## Records for this exercise

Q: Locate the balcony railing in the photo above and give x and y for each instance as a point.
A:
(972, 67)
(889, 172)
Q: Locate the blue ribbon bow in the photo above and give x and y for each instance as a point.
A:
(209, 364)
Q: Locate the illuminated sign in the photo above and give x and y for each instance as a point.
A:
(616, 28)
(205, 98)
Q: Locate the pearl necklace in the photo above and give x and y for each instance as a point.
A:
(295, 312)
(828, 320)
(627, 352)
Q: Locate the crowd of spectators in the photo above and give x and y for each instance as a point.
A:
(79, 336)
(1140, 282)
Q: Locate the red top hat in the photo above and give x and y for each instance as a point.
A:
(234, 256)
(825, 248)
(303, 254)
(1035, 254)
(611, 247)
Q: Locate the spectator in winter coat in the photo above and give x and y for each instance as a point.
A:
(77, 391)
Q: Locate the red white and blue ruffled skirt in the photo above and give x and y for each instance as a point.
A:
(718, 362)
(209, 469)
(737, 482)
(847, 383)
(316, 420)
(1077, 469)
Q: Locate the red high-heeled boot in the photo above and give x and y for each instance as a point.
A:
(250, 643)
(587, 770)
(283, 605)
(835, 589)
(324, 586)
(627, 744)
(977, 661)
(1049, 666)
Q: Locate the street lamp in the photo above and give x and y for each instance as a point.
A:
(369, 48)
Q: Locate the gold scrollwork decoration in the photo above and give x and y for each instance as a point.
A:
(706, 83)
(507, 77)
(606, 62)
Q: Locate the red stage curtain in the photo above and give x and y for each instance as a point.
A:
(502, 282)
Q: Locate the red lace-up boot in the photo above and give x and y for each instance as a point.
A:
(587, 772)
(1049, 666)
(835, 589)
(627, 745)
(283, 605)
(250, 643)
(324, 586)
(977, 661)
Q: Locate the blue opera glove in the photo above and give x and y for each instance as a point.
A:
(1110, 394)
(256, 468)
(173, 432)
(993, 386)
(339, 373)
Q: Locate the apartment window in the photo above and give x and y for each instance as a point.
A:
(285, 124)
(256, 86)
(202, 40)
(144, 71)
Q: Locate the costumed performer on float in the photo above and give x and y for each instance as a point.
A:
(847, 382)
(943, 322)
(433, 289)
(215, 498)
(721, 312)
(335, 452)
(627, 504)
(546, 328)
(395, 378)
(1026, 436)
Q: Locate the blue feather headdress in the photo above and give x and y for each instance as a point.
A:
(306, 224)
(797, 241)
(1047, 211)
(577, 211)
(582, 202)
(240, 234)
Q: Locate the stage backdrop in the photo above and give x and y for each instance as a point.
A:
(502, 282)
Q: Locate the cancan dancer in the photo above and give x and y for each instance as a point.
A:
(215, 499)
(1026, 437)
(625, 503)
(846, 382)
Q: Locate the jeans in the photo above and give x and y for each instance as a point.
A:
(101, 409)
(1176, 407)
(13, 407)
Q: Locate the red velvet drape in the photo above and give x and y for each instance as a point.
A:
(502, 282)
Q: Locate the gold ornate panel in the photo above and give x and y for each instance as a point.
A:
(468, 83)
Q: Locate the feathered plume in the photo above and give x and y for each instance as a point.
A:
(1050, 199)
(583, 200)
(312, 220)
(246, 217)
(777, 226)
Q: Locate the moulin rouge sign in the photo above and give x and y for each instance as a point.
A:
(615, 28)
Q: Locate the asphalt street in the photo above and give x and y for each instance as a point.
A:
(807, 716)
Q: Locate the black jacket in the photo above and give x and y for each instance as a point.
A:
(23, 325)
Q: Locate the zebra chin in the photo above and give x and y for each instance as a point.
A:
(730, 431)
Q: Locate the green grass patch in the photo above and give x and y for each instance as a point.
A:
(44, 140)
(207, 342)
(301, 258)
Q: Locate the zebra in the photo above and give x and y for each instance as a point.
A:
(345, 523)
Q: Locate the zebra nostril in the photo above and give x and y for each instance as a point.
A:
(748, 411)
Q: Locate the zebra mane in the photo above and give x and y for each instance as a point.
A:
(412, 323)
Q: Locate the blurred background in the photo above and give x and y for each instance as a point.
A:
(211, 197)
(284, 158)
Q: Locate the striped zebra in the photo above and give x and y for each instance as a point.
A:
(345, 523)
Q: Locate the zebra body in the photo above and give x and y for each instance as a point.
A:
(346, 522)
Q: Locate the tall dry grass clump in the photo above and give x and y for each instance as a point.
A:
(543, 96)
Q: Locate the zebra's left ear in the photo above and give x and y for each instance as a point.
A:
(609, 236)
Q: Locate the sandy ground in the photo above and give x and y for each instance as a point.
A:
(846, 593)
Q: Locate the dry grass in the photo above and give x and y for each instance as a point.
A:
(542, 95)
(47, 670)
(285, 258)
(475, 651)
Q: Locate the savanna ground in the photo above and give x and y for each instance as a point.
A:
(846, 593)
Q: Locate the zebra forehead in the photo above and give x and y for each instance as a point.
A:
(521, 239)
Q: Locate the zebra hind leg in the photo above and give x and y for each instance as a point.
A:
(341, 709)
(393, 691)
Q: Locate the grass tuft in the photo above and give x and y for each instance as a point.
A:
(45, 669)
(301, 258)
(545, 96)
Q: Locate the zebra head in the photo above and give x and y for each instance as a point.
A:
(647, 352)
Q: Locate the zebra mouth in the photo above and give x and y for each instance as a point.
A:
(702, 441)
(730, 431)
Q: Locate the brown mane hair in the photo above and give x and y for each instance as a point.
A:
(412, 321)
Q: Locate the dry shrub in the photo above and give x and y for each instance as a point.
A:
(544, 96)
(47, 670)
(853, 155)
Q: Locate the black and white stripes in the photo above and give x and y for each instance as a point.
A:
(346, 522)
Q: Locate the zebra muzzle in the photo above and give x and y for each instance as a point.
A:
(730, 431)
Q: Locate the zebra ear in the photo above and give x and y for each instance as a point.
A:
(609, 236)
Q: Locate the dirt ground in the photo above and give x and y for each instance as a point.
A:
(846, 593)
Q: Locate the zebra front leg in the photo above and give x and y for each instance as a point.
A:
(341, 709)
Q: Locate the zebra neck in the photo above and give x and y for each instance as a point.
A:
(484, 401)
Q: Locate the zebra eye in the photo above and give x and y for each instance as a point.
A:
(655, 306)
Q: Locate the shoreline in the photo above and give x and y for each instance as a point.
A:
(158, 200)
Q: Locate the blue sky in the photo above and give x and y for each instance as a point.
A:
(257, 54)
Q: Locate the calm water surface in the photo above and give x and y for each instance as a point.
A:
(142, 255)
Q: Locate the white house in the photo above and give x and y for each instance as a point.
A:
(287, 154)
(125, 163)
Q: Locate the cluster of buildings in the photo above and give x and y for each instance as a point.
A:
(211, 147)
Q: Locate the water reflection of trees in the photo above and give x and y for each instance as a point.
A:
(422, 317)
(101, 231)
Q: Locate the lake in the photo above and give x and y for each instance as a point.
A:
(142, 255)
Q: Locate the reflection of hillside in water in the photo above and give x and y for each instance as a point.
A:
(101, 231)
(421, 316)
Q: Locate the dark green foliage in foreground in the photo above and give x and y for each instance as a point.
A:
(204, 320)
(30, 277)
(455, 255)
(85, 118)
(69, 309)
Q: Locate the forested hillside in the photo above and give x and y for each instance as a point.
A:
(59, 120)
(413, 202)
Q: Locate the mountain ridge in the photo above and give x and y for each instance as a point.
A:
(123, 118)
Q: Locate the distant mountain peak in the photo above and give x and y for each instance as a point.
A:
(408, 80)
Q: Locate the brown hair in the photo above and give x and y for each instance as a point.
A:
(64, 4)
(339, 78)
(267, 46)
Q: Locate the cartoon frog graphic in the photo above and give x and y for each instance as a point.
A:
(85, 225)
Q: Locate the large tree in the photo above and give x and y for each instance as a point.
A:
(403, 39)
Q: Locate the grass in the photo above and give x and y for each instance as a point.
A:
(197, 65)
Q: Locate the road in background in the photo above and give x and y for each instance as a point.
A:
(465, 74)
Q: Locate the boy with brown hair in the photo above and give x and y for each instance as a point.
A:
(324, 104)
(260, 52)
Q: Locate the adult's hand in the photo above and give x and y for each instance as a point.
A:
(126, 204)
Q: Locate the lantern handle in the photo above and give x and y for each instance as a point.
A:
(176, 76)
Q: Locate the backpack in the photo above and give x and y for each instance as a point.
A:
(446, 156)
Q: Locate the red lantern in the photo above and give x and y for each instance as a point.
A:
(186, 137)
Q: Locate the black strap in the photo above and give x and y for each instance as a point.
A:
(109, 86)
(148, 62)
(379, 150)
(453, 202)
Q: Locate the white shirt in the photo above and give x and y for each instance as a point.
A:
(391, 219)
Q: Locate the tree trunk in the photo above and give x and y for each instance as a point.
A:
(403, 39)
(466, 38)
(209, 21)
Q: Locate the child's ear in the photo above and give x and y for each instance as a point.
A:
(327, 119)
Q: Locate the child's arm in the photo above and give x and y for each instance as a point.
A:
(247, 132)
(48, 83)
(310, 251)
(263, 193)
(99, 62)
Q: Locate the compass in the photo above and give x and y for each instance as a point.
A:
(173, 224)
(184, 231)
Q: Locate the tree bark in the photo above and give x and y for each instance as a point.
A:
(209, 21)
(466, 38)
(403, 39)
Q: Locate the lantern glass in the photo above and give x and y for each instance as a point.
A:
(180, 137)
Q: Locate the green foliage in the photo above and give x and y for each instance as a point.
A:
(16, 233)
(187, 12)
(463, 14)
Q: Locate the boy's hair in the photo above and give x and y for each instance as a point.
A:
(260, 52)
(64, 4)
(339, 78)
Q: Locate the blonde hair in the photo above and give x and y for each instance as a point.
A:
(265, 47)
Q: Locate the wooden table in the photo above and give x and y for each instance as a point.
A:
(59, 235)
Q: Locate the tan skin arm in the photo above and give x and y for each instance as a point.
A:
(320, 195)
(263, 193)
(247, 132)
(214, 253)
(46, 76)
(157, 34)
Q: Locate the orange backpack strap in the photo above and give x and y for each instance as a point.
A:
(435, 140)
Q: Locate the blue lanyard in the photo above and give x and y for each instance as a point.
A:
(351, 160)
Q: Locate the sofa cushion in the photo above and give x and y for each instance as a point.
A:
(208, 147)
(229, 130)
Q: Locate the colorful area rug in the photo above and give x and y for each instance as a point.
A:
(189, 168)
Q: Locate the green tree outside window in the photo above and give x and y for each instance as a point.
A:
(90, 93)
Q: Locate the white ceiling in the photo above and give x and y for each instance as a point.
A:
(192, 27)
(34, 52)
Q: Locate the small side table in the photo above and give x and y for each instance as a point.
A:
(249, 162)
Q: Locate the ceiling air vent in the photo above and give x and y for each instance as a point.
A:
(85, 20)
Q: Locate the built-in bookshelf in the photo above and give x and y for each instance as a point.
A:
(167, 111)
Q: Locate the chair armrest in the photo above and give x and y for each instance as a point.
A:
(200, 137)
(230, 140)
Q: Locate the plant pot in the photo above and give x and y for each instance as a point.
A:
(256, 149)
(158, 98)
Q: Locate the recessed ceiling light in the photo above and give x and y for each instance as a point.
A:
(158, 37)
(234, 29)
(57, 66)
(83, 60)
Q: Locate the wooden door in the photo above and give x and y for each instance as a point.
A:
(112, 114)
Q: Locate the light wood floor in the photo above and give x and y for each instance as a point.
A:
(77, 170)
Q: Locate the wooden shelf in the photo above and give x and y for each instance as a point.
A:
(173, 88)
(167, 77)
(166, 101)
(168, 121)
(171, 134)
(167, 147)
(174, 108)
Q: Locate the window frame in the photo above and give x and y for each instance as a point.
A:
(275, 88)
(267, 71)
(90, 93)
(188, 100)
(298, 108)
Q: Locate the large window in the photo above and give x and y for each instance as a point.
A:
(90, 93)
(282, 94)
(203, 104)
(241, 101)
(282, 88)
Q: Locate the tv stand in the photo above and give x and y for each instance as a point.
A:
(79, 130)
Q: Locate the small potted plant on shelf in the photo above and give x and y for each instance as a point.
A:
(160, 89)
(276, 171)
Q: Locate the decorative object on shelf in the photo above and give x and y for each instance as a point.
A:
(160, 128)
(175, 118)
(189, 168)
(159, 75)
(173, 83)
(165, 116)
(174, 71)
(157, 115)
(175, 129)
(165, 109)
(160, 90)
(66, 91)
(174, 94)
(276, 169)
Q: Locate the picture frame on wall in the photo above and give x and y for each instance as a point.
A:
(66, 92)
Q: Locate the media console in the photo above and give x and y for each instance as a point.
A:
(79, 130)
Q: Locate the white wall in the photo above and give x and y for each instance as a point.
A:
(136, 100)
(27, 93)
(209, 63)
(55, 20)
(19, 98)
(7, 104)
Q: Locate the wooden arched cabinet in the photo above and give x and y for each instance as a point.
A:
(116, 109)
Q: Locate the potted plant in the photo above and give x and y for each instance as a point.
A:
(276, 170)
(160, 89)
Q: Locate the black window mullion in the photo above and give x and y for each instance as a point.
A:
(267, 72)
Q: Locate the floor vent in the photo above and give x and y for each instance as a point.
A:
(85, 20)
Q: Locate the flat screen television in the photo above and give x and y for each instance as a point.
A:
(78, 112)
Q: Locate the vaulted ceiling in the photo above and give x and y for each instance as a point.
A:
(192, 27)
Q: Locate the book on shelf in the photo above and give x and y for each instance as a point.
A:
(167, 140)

## Work to complete
Lines from the beginning of the data above through the line containing "Q: Locate the costumed" are to be returned exactly, and no others.

## Result of the exercise
Q: Locate the balcony railing in the photo above and give x and y for each instance as a point.
A:
(972, 67)
(889, 172)
Q: Locate the blue ribbon bow in the photo above and give x and y for each instance as a point.
A:
(209, 364)
Q: Locate the illuminated sign in the photo above and give x and y for each instance as a point.
A:
(616, 28)
(205, 98)
Q: Locate the pearl necklace in the photo above and give x and y for each instance as a point.
A:
(295, 312)
(828, 320)
(627, 352)
Q: Locate the crowd of spectators in the photo above and give x and y for each instance as a point.
A:
(79, 336)
(1140, 282)
Q: Locate the red top hat in the photo above and give x and y for each instance as a point.
A:
(234, 256)
(825, 248)
(303, 254)
(1035, 254)
(611, 247)
Q: Locate the spectator in winter coat in the photo above and give x and y for each instance as a point.
A:
(77, 391)
Q: Locate the red white and blue ruffled skirt in the photo above and give x and y for each instance as a point.
A:
(718, 362)
(209, 469)
(737, 482)
(847, 383)
(316, 420)
(1077, 469)
Q: Locate the red high-heeled boot in the photo above and give x and y for each instance as a point.
A:
(250, 643)
(587, 770)
(283, 605)
(835, 589)
(324, 586)
(627, 744)
(977, 661)
(1049, 666)
Q: Locate the street lamp in the photo above and give x and y for each instance as a point.
A:
(369, 48)
Q: Locate the gold scrollwork decoration in the photo above and give x and y for each instance as a point.
A:
(706, 83)
(507, 77)
(606, 62)
Q: Locate the red stage curtain in the photo above and give x and y for each instance as a point.
A:
(502, 282)
Q: Locate the red lace-up boot in the photo above and give x and y for each instance as a point.
A:
(587, 772)
(1049, 666)
(835, 589)
(627, 745)
(283, 605)
(250, 643)
(324, 586)
(977, 661)
Q: Locate the blue opera glove in the photo above and give x and y for each instance as a point.
A:
(1110, 394)
(256, 468)
(173, 432)
(993, 386)
(339, 373)
Q: Locate the apartment window in the photo above and give x and y for each instance as a point.
A:
(285, 124)
(256, 86)
(202, 40)
(144, 71)
Q: Locate the costumed performer on float in the photo above and give x and y for each instance as a point.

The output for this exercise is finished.